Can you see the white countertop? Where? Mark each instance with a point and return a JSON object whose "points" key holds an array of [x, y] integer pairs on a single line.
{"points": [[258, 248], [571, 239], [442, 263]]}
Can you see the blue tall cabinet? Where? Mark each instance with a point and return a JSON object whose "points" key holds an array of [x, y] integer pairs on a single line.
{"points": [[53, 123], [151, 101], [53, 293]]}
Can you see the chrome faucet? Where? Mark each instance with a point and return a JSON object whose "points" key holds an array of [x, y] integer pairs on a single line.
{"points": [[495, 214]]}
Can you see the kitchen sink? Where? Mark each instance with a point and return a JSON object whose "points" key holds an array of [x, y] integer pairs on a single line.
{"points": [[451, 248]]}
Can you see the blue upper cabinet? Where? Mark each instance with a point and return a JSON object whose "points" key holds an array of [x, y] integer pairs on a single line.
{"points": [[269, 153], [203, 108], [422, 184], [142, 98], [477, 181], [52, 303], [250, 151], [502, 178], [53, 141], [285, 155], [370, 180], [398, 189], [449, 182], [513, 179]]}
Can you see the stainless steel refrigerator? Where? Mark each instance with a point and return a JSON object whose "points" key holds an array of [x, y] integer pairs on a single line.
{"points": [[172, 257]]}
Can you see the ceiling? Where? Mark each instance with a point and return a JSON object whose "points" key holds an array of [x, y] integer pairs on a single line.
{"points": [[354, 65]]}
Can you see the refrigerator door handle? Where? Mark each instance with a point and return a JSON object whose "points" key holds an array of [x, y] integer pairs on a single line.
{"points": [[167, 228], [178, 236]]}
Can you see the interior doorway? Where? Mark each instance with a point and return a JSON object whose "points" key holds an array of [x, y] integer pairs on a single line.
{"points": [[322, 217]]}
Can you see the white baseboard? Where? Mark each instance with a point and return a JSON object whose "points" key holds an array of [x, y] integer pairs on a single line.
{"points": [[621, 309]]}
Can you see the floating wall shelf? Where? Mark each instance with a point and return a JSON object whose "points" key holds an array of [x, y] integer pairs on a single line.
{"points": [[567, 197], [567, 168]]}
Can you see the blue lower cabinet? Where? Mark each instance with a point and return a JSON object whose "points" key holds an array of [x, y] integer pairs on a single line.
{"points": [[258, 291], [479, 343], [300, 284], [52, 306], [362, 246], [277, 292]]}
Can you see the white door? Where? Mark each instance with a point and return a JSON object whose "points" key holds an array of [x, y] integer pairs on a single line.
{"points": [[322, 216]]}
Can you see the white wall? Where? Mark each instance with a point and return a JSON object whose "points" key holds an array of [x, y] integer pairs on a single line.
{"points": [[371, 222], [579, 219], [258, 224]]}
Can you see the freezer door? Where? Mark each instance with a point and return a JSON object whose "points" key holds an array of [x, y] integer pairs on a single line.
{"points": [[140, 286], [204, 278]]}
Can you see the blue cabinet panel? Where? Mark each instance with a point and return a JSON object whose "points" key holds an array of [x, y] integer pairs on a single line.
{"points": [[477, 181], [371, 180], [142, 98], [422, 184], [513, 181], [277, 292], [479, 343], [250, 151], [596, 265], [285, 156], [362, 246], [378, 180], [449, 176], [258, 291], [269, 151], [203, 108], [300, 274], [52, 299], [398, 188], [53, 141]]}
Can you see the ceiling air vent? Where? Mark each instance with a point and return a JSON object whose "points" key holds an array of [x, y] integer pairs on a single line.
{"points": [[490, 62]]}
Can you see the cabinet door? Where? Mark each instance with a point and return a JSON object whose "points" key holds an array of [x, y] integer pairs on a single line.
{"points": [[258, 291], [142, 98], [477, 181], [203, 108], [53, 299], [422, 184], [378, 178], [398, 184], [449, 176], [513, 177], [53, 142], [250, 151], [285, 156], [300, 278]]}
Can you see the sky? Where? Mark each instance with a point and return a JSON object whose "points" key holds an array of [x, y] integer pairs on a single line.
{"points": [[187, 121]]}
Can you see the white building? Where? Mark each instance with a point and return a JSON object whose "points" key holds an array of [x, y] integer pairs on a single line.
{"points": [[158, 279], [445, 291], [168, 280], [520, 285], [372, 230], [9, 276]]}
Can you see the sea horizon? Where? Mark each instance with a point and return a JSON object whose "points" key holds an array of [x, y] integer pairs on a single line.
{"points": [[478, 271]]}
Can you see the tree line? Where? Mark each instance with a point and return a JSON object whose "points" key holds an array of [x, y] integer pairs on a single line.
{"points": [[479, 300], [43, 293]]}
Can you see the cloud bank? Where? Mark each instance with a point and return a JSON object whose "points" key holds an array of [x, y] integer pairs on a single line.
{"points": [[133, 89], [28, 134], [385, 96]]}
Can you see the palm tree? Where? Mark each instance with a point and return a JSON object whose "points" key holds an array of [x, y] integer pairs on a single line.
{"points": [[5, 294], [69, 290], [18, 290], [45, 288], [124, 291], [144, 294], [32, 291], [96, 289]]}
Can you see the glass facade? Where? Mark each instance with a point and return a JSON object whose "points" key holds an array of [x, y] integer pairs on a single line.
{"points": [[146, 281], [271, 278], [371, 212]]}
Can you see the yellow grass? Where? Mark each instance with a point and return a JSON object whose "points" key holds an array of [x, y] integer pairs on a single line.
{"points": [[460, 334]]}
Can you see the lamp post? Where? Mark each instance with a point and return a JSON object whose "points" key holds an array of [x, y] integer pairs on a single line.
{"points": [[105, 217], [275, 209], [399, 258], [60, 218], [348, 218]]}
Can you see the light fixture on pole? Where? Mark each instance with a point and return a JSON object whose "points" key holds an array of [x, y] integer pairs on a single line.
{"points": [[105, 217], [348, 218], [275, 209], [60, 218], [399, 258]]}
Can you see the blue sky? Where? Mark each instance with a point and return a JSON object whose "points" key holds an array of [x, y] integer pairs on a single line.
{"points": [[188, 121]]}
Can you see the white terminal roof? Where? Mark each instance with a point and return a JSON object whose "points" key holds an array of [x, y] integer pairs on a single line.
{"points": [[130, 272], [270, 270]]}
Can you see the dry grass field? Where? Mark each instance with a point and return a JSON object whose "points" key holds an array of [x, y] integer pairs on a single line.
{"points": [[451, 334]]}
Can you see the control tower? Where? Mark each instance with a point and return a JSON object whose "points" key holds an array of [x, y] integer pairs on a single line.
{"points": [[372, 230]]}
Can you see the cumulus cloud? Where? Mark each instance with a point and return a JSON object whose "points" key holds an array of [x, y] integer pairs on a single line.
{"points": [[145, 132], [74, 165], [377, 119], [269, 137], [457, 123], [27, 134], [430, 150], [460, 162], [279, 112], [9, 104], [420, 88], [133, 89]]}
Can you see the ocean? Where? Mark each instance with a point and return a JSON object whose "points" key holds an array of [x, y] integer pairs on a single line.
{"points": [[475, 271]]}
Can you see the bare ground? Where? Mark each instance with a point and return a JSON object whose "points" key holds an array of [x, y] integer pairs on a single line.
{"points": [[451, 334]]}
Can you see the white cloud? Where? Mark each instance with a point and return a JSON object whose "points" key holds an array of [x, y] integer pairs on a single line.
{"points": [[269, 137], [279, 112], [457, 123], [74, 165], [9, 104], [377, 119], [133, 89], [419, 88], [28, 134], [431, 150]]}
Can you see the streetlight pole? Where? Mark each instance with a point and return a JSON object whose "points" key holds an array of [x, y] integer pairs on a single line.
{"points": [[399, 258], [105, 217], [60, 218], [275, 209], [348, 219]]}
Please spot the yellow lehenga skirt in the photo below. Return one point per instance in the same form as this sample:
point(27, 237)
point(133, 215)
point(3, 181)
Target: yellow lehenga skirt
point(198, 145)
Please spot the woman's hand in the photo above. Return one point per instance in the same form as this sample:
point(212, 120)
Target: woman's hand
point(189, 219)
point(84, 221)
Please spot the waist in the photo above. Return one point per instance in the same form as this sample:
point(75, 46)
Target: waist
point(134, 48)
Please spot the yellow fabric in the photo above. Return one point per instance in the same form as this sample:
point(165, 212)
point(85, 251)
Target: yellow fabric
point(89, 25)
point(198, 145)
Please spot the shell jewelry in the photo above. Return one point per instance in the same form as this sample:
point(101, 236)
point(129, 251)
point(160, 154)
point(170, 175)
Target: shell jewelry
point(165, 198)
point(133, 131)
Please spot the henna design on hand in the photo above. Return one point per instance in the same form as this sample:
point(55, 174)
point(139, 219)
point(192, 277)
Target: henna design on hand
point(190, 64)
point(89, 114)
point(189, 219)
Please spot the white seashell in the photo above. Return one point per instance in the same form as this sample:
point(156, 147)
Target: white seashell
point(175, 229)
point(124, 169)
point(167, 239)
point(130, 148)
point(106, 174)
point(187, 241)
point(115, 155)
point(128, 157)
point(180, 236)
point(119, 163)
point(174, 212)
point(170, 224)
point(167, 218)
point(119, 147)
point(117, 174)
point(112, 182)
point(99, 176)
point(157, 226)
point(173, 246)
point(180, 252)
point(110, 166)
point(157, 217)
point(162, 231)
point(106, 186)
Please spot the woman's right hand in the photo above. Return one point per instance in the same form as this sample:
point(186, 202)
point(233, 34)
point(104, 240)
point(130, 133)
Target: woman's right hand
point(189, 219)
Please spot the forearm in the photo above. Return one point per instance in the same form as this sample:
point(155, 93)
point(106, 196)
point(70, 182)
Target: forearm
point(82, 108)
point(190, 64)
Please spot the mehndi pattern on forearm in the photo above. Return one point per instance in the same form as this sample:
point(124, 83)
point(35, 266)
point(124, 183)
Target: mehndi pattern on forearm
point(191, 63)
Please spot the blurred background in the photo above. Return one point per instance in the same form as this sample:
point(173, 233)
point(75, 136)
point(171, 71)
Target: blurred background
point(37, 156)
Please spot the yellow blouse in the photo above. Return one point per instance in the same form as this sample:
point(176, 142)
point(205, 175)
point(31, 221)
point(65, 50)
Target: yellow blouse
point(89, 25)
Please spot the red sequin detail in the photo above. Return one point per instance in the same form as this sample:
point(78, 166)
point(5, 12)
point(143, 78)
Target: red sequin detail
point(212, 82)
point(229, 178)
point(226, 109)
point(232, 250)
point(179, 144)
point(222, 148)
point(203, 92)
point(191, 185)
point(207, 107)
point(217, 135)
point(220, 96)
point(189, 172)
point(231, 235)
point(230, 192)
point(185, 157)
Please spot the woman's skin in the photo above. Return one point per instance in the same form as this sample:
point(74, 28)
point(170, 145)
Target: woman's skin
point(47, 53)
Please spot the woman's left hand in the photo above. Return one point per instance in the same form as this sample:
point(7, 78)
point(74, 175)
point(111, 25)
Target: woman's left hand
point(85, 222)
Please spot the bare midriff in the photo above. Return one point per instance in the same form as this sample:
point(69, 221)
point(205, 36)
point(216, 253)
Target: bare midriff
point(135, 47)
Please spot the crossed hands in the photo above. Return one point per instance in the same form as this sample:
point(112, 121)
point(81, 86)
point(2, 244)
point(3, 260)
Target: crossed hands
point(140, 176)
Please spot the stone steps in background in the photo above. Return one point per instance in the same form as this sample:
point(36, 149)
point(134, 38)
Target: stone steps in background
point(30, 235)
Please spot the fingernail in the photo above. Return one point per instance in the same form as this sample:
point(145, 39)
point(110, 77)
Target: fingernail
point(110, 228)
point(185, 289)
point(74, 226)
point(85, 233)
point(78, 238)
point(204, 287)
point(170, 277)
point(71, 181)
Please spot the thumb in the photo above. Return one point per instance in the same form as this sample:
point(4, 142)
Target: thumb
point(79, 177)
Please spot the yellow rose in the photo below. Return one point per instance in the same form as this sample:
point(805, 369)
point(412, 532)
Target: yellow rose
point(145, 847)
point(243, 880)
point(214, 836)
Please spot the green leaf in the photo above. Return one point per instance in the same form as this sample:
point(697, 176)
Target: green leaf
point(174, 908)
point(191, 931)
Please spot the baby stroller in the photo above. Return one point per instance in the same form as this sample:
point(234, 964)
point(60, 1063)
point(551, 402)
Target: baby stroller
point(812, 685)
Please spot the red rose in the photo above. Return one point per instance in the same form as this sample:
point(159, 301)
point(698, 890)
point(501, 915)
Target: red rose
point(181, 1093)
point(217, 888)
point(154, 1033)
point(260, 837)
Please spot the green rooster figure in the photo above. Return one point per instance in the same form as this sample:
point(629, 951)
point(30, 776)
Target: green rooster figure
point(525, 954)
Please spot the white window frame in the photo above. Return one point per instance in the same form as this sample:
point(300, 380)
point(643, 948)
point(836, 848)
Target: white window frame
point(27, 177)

*EXERCISE DETAILS*.
Only the lines above starting at the one containing "Please spot the stone" and ending at the one containing "point(110, 77)", both included, are to be returned, exactly as they read.

*SOLUTION*.
Please spot the stone steps in background in the photo above. Return one point per instance in the same form as this sample:
point(36, 149)
point(134, 38)
Target: stone steps in background
point(30, 235)
Please spot the fingernail in the photo above. Return one point per instance in the same form as this sample:
point(145, 39)
point(110, 77)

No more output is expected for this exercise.